Reproduce everything from the start of the records down to the line containing "[0,62,1240,775]", including that line. Leave the pictures out.

==== GIVEN ENTRIES ====

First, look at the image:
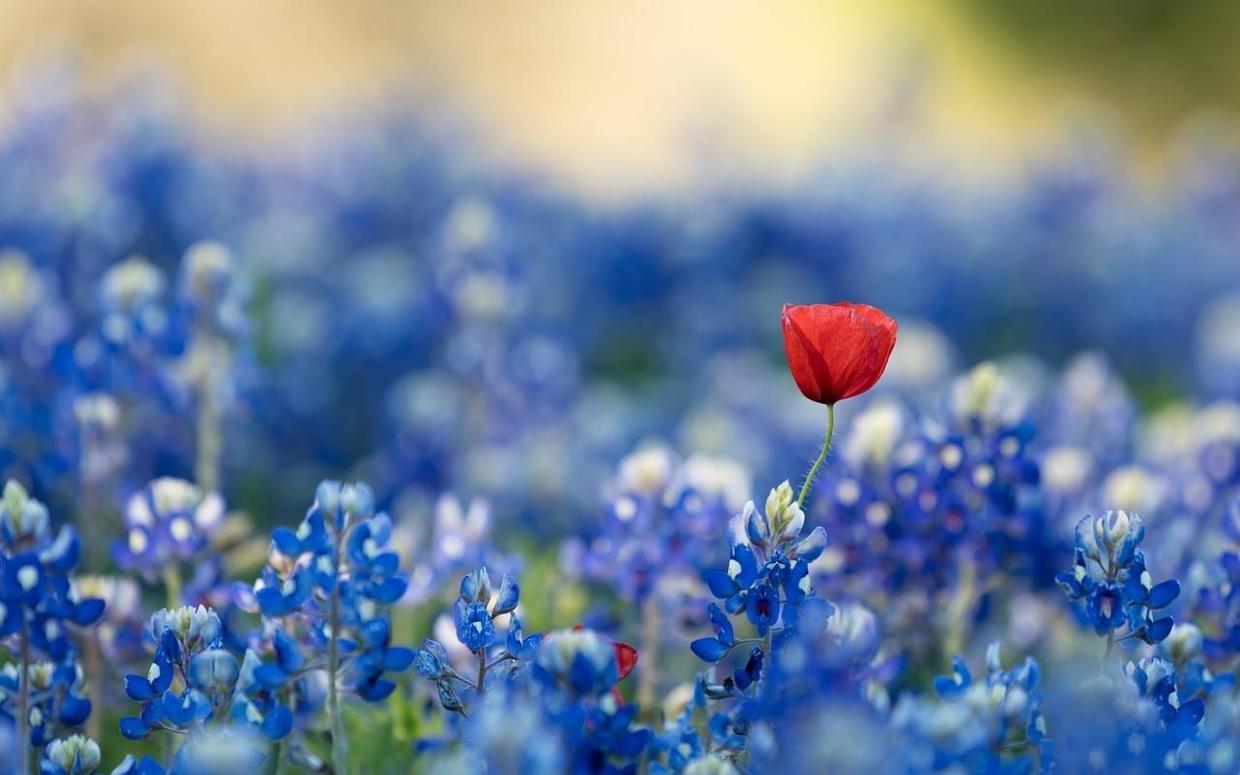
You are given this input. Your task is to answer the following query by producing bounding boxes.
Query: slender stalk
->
[474,649,486,697]
[637,590,661,718]
[82,630,103,740]
[17,611,30,775]
[164,560,182,610]
[327,546,348,775]
[193,331,223,492]
[796,404,836,507]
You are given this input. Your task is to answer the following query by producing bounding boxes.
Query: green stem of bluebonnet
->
[327,562,348,775]
[164,560,181,610]
[17,611,30,775]
[796,404,836,508]
[475,649,486,697]
[193,331,226,492]
[637,590,662,713]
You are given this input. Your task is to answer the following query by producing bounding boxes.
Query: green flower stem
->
[164,560,182,610]
[17,611,30,775]
[796,404,836,508]
[327,549,348,775]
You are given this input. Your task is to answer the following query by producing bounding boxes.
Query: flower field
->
[0,62,1240,775]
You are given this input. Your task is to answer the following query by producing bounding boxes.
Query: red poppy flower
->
[782,303,897,404]
[573,625,637,704]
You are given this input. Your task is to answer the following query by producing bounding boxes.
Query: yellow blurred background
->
[0,0,1240,196]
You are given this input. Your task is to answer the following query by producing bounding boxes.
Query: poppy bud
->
[782,303,897,404]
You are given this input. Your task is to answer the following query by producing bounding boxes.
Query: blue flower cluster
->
[1056,511,1179,651]
[0,480,104,771]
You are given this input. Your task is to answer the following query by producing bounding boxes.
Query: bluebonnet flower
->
[0,481,104,765]
[892,644,1052,773]
[564,446,749,603]
[40,734,99,775]
[392,494,516,604]
[533,629,651,773]
[120,605,225,740]
[112,477,224,597]
[248,481,414,771]
[1055,511,1179,651]
[413,568,542,713]
[692,481,832,663]
[811,363,1059,661]
[1045,657,1213,771]
[0,660,93,749]
[112,724,267,775]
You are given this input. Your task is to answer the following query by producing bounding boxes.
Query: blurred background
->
[7,0,1240,197]
[0,0,1240,522]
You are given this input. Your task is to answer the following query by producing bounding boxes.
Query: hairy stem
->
[164,560,181,610]
[17,611,30,775]
[475,649,486,697]
[327,547,348,775]
[193,334,223,492]
[796,404,836,508]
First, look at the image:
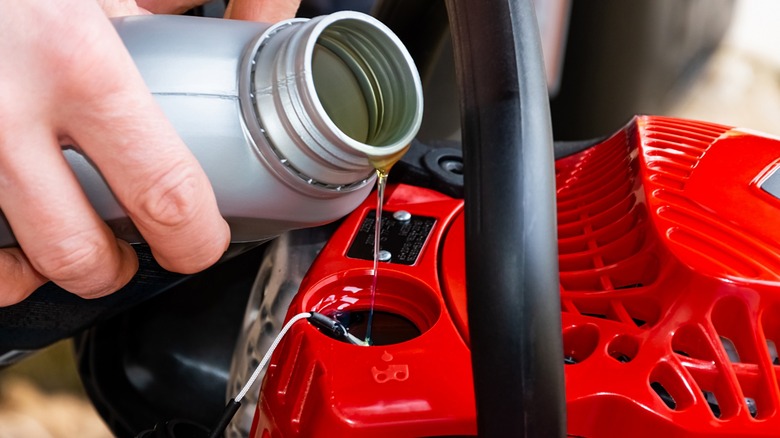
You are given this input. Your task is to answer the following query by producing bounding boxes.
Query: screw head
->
[393,210,412,222]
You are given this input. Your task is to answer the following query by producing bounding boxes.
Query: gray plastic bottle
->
[0,12,422,246]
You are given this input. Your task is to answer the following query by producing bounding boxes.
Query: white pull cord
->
[234,312,311,402]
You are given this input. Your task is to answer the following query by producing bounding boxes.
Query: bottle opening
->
[311,19,421,146]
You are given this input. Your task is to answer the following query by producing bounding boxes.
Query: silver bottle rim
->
[239,11,422,192]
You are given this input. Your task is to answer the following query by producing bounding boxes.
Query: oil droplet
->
[366,145,409,345]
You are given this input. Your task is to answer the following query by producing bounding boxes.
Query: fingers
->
[97,0,144,17]
[0,0,229,305]
[0,124,137,301]
[136,0,208,14]
[0,248,48,307]
[56,19,230,273]
[225,0,300,23]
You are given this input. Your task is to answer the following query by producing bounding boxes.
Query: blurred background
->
[0,0,780,438]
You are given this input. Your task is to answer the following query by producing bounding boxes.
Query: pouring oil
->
[365,151,409,345]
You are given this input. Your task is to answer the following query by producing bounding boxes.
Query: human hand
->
[0,0,235,305]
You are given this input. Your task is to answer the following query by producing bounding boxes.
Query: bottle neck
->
[240,12,422,191]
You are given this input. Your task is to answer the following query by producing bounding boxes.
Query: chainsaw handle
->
[447,0,566,437]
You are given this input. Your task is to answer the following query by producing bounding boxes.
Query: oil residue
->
[365,169,388,345]
[365,146,409,345]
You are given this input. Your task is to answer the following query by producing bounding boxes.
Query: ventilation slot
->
[712,298,758,364]
[563,324,599,365]
[563,297,660,328]
[649,362,694,411]
[761,305,780,366]
[672,325,715,363]
[688,368,740,420]
[607,335,639,363]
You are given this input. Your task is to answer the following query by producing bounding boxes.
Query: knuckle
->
[133,166,203,229]
[31,233,119,297]
[0,248,38,307]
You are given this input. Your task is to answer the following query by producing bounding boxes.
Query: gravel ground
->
[0,0,780,438]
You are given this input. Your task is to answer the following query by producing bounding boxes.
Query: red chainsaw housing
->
[252,117,780,438]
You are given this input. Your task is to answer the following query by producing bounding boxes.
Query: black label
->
[761,170,780,199]
[347,210,436,265]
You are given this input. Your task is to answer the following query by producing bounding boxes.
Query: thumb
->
[97,0,149,17]
[225,0,300,23]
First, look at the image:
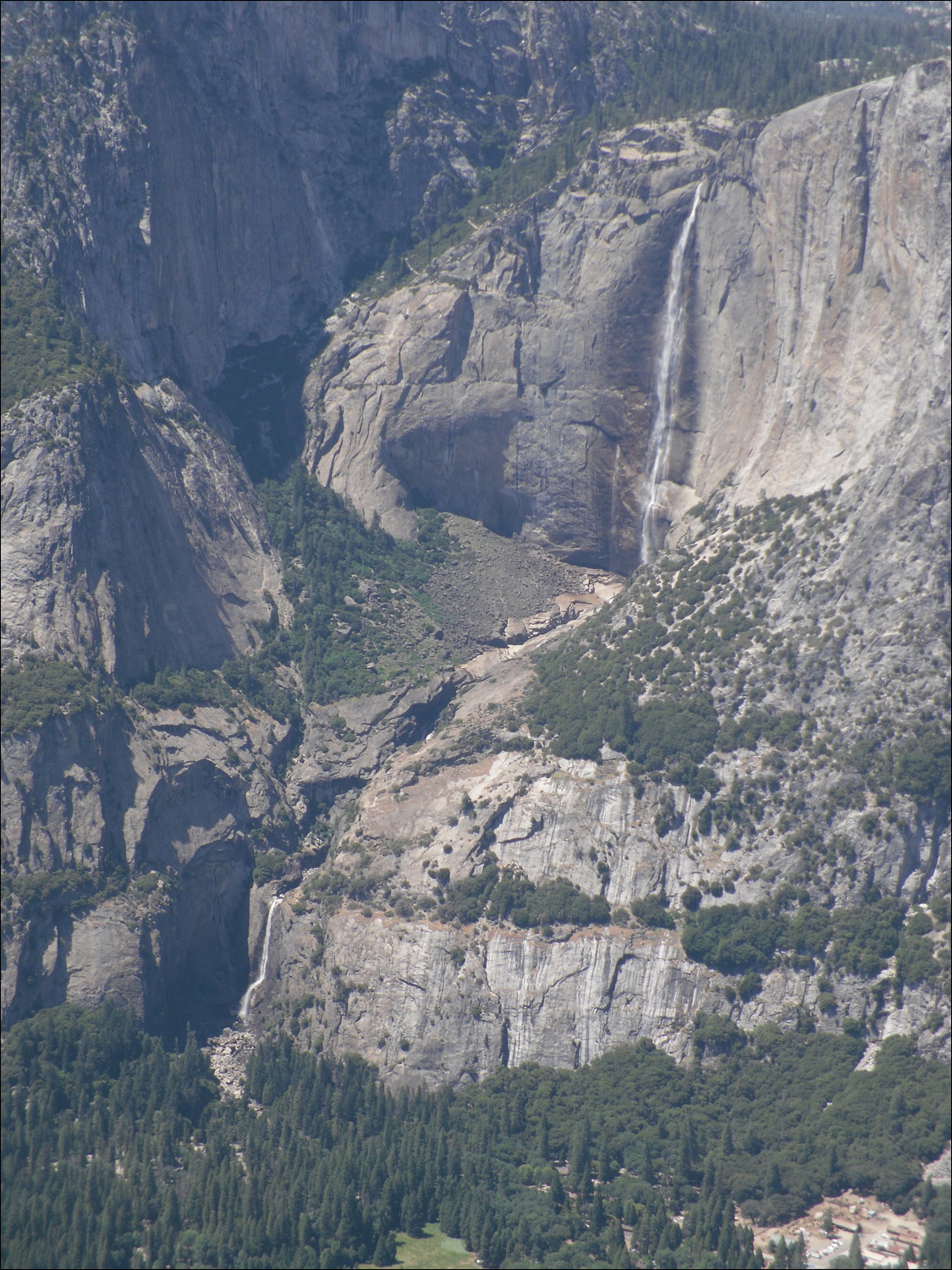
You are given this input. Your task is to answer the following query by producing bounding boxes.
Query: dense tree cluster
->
[0,259,122,411]
[0,657,113,732]
[3,1006,949,1267]
[437,864,611,930]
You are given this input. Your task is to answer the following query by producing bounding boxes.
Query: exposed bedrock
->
[305,63,949,569]
[3,380,283,683]
[3,0,650,391]
[3,709,287,1029]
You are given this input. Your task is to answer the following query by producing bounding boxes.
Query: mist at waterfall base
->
[239,896,281,1024]
[641,185,701,564]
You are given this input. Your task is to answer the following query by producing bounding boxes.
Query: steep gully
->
[641,185,701,564]
[239,896,281,1023]
[226,201,701,1041]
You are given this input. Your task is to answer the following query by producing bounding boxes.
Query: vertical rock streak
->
[641,185,701,564]
[240,896,281,1023]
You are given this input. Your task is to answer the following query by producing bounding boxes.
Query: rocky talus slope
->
[237,469,949,1082]
[3,4,949,1102]
[3,380,287,685]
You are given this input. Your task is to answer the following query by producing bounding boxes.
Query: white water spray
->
[239,896,281,1024]
[641,185,701,564]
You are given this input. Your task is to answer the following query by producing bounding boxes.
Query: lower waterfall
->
[239,896,281,1023]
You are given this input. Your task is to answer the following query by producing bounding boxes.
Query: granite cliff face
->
[305,63,949,568]
[251,451,952,1084]
[3,704,294,1028]
[3,380,283,685]
[4,0,650,390]
[3,4,949,1084]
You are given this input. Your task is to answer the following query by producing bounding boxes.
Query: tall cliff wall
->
[305,63,949,568]
[3,0,642,390]
[3,380,281,685]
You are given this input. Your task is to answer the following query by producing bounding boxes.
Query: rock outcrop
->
[3,708,289,1028]
[239,452,952,1084]
[3,0,655,390]
[3,380,287,685]
[305,63,949,571]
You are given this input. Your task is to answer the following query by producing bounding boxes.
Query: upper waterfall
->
[239,896,281,1023]
[641,185,701,564]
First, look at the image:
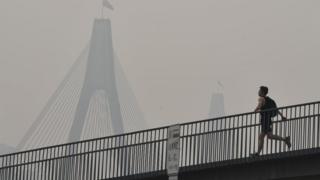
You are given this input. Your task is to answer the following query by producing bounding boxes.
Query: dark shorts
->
[261,116,272,134]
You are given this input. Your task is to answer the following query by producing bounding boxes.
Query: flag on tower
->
[102,0,114,10]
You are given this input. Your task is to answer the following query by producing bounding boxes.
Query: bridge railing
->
[0,102,320,180]
[0,127,167,180]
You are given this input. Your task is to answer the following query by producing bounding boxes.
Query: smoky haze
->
[0,0,320,146]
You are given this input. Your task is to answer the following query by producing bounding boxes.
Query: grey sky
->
[0,0,320,145]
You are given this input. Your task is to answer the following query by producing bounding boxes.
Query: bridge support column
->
[167,124,180,180]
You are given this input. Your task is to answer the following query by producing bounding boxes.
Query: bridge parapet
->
[0,102,320,180]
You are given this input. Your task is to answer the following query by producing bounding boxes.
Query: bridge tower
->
[69,19,124,141]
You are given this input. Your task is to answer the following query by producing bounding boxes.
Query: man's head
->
[259,86,269,97]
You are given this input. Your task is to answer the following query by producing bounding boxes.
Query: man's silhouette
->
[251,86,291,156]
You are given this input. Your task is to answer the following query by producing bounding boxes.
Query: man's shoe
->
[250,153,260,158]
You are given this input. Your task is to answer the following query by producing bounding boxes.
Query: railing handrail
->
[180,101,320,126]
[0,101,320,158]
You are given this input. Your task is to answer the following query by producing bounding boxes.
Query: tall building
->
[209,93,225,118]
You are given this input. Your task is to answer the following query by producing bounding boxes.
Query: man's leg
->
[257,132,266,154]
[267,132,286,141]
[267,132,291,148]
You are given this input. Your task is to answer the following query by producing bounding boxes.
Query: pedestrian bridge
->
[0,102,320,180]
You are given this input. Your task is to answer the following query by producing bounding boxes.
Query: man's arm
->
[278,110,287,120]
[254,97,265,112]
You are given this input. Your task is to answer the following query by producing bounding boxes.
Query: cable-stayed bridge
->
[0,19,320,180]
[17,19,146,150]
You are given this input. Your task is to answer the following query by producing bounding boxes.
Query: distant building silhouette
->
[209,93,225,118]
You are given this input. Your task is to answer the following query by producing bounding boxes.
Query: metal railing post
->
[167,124,180,180]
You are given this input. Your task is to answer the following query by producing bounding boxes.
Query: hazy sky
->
[0,0,320,145]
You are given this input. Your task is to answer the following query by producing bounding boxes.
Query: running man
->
[251,86,291,157]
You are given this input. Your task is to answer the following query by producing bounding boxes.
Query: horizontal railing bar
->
[0,140,166,170]
[180,114,320,138]
[0,126,169,158]
[180,101,320,126]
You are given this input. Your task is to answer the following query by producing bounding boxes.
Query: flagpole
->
[101,2,103,19]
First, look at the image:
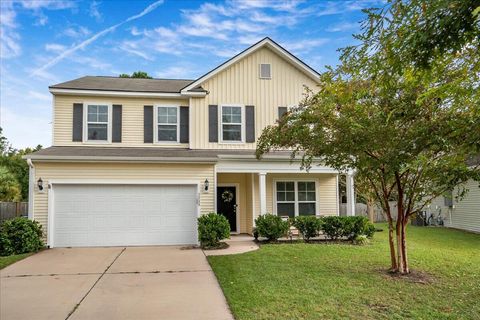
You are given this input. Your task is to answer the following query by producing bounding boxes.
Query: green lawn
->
[208,225,480,319]
[0,253,32,269]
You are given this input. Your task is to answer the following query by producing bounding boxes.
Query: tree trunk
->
[367,197,375,223]
[385,204,398,272]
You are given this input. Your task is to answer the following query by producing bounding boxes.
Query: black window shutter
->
[72,103,83,142]
[208,105,218,142]
[143,106,153,143]
[180,107,189,143]
[245,106,255,142]
[112,104,122,142]
[278,107,288,119]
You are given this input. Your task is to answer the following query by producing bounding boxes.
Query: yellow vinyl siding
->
[190,48,317,149]
[451,180,480,232]
[53,95,188,148]
[33,162,215,240]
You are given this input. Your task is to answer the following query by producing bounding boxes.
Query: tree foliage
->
[0,127,42,201]
[119,71,152,79]
[257,0,480,273]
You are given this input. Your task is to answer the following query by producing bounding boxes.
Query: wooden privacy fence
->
[0,202,28,222]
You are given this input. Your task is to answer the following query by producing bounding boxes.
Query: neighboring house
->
[27,38,353,247]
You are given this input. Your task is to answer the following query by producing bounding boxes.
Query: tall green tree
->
[257,0,480,273]
[0,127,42,201]
[119,71,152,79]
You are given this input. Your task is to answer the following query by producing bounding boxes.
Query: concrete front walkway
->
[0,246,233,320]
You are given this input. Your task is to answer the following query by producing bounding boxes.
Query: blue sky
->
[0,0,378,148]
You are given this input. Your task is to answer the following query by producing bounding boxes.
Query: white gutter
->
[26,155,218,163]
[27,159,35,220]
[49,88,188,99]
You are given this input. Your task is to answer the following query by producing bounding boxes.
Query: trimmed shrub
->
[198,212,230,249]
[322,216,347,240]
[255,213,289,241]
[0,217,45,256]
[292,216,322,242]
[343,216,375,241]
[322,216,375,241]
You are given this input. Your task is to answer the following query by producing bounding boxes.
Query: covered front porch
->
[212,158,354,234]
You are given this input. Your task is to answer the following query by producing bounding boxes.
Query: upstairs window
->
[157,107,179,142]
[260,63,272,79]
[86,104,110,141]
[221,106,243,142]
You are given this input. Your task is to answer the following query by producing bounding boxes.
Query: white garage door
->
[53,184,197,247]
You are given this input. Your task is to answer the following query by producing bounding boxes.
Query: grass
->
[0,253,32,269]
[208,225,480,319]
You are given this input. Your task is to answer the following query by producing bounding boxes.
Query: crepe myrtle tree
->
[257,1,480,274]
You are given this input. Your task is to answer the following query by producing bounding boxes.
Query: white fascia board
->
[49,88,189,99]
[182,38,320,93]
[216,159,338,174]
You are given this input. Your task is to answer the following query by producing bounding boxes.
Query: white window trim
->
[273,178,320,217]
[258,63,272,80]
[218,103,245,144]
[83,101,112,144]
[153,104,180,144]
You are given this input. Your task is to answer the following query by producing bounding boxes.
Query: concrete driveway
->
[0,246,233,320]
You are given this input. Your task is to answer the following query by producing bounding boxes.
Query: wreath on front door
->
[222,190,233,202]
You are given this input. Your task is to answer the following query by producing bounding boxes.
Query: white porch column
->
[258,172,267,214]
[346,173,355,216]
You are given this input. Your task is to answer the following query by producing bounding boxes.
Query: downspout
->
[27,159,35,220]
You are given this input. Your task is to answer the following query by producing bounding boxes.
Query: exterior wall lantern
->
[37,178,43,191]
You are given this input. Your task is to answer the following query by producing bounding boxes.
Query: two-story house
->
[27,38,352,247]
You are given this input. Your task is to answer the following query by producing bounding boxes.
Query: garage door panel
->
[54,185,197,247]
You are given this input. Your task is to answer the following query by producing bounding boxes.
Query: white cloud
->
[155,66,196,79]
[63,26,92,38]
[325,22,360,32]
[30,0,163,76]
[45,43,67,53]
[89,0,103,22]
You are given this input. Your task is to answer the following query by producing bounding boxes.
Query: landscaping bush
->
[255,213,289,241]
[198,212,230,249]
[322,216,375,241]
[343,216,375,240]
[0,217,44,256]
[322,216,347,240]
[292,216,322,242]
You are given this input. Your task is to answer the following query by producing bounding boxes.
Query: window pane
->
[277,203,295,217]
[97,113,108,122]
[158,107,167,116]
[88,124,108,141]
[285,191,295,201]
[298,191,307,201]
[285,182,295,191]
[298,202,315,216]
[158,125,177,141]
[306,192,316,201]
[98,106,108,114]
[223,124,242,141]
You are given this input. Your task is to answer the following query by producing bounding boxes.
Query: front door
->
[217,186,237,232]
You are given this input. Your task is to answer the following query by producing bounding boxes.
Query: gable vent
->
[260,63,272,79]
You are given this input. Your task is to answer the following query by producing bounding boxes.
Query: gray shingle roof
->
[26,146,290,161]
[50,76,202,93]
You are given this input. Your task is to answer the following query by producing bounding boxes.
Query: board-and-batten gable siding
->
[190,48,317,149]
[33,162,215,240]
[53,95,188,148]
[452,180,480,232]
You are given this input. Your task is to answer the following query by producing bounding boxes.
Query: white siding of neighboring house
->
[450,180,480,232]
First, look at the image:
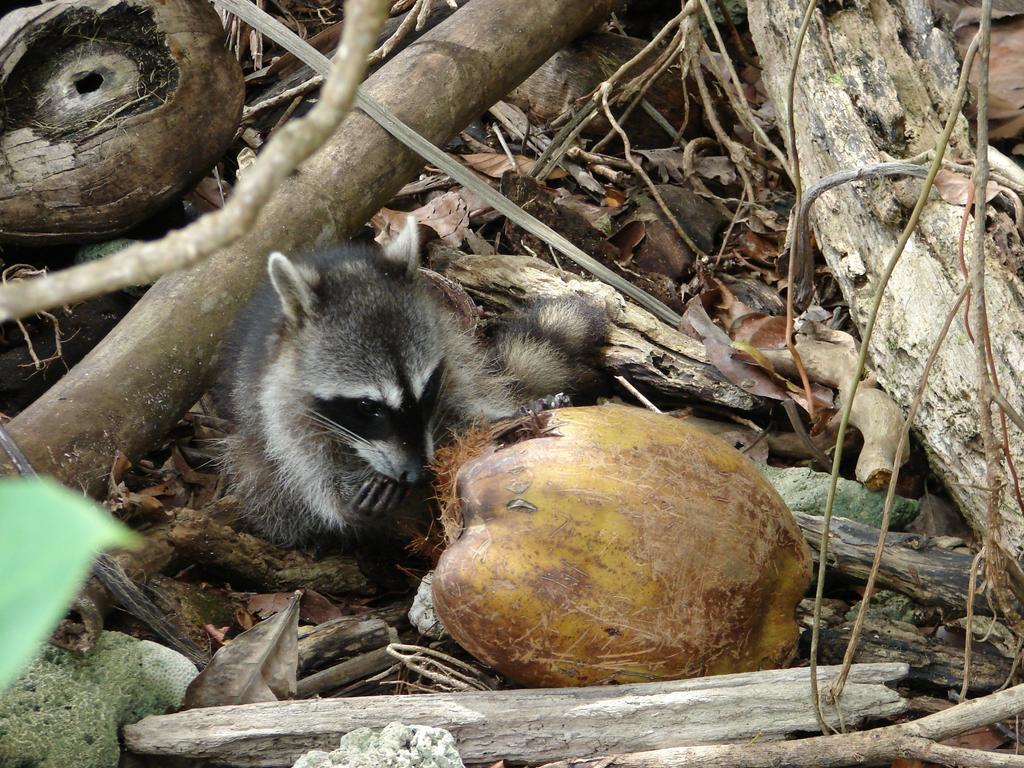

====

SOLUTION –
First, look at the image:
You are given this input. Your task is to answer the following query by producing bounding boxes.
Query: slender stalk
->
[474,649,486,697]
[637,590,661,718]
[82,630,103,740]
[17,611,30,775]
[164,560,182,610]
[327,546,348,775]
[193,331,223,492]
[796,404,836,507]
You are given this input. Your task is to answer the following query by producing bounding boxes.
Query: green stem of bluebonnet
->
[327,562,348,775]
[164,560,181,610]
[17,611,30,775]
[796,404,836,508]
[475,649,486,697]
[193,331,226,492]
[637,590,662,713]
You are given this input. Your task is to answer the following query by producing bounding boxes.
Query: green flower stem
->
[164,560,182,610]
[17,611,30,775]
[796,404,836,508]
[327,549,348,775]
You are given this input. Your task is to answer the following query by producing bounding boxes.
Query: flower field
->
[0,62,1240,775]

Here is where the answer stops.